(DATA ROWS)
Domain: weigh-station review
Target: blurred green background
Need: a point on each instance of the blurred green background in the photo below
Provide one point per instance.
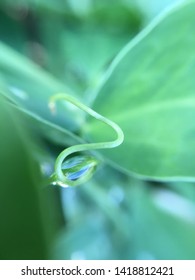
(130, 209)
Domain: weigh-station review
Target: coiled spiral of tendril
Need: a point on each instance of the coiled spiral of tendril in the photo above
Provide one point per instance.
(77, 170)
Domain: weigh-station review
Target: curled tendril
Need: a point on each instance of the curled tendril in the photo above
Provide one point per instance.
(62, 177)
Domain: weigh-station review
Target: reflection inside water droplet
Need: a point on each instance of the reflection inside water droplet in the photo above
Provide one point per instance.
(77, 169)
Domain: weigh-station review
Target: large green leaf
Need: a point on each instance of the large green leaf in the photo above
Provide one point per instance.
(30, 87)
(25, 226)
(149, 90)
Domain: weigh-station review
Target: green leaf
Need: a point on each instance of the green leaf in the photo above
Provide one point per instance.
(25, 227)
(30, 87)
(149, 92)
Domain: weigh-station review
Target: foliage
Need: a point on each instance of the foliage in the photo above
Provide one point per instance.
(135, 70)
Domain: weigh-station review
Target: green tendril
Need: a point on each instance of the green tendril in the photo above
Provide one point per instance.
(61, 176)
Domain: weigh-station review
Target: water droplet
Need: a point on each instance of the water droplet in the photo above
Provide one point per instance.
(78, 170)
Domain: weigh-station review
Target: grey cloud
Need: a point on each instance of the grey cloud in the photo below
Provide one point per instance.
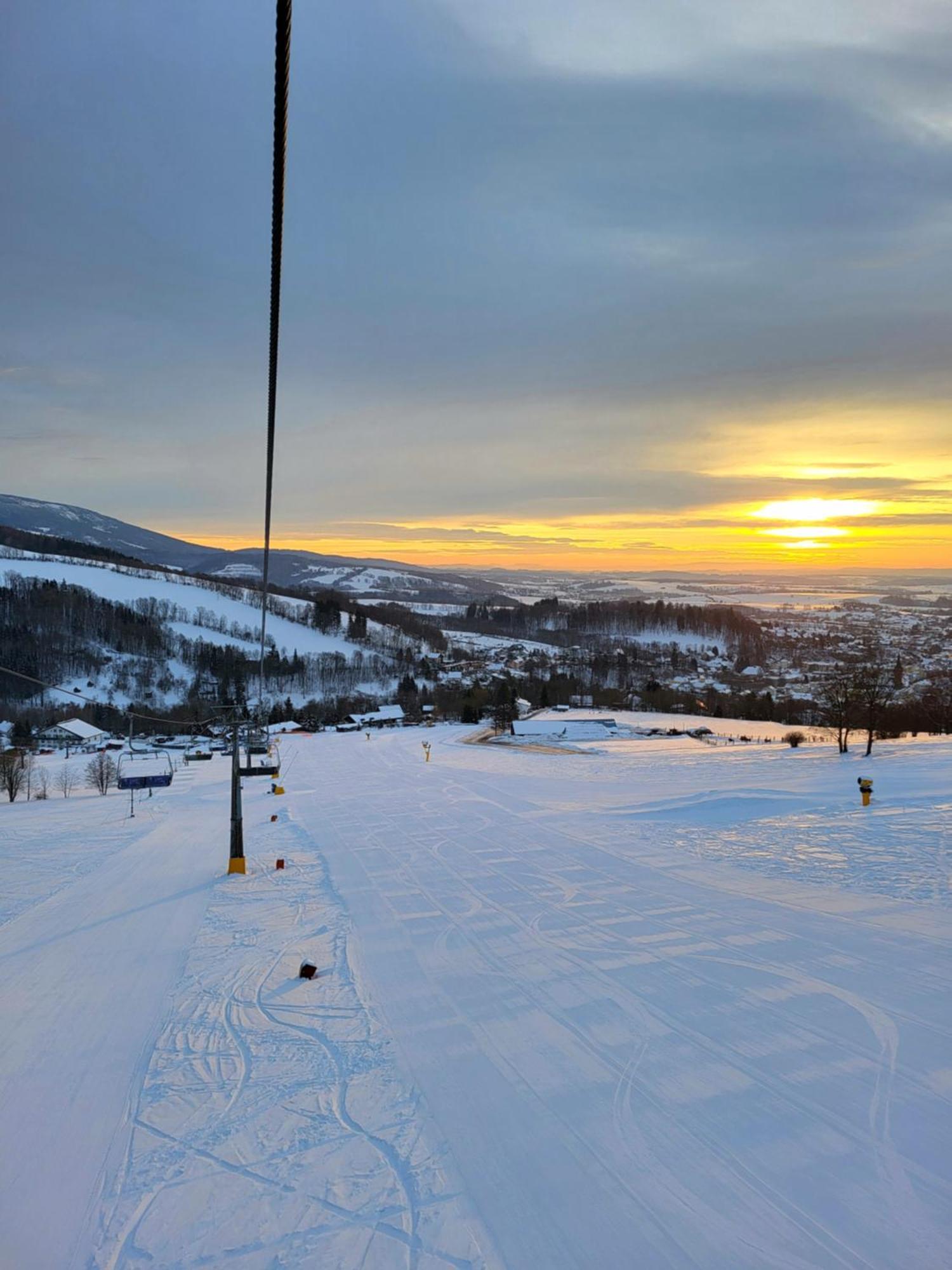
(461, 227)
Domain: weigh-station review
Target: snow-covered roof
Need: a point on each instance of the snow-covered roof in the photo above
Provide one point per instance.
(387, 714)
(567, 730)
(81, 730)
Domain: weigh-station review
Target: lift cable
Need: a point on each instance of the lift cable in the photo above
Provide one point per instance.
(282, 63)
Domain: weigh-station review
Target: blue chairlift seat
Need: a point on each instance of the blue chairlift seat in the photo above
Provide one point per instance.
(144, 772)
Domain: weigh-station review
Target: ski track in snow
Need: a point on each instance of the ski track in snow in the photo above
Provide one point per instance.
(668, 1008)
(288, 1088)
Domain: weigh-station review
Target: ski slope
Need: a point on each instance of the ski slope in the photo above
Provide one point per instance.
(656, 1006)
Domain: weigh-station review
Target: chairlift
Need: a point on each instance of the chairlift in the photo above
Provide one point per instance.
(260, 744)
(196, 754)
(144, 770)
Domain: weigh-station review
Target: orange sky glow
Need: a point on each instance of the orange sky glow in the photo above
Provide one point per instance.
(869, 488)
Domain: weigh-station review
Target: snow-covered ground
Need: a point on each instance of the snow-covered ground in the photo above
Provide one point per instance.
(126, 587)
(647, 1006)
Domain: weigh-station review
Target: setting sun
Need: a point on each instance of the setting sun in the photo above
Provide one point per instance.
(816, 509)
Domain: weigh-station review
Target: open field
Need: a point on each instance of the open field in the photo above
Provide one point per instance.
(652, 1005)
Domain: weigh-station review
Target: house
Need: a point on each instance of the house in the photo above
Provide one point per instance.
(73, 732)
(388, 717)
(289, 726)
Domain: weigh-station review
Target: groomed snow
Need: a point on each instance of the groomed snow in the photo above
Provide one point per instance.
(657, 1006)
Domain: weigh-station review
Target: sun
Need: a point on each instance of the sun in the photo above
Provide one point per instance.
(810, 510)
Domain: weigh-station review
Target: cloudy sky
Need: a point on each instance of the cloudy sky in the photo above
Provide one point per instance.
(579, 284)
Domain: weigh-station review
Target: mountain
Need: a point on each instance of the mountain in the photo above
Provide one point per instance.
(379, 580)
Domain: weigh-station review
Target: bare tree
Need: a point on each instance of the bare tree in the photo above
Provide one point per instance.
(65, 780)
(101, 773)
(937, 702)
(874, 688)
(15, 766)
(837, 703)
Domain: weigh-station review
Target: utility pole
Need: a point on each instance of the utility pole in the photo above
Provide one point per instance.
(237, 852)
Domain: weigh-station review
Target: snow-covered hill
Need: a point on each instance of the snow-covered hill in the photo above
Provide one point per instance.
(305, 570)
(670, 1008)
(192, 612)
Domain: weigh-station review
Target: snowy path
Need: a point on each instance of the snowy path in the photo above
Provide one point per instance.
(638, 1060)
(664, 1008)
(86, 980)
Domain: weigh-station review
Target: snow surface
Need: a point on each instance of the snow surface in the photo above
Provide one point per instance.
(652, 1006)
(116, 585)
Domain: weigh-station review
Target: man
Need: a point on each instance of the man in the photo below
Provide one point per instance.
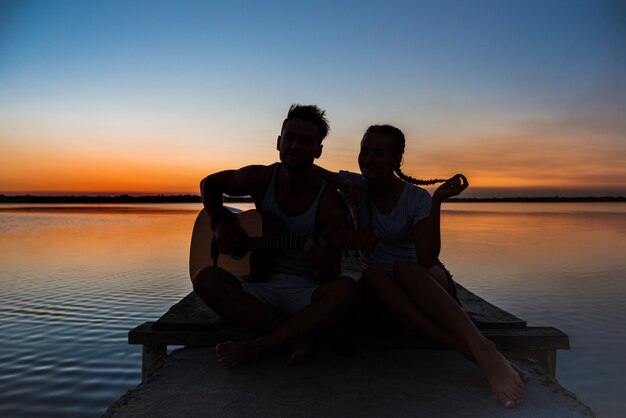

(SET EXERCISE)
How many lines in the items above contain the word "surface"? Reply with the number alone.

(CORRECT RESPONSE)
2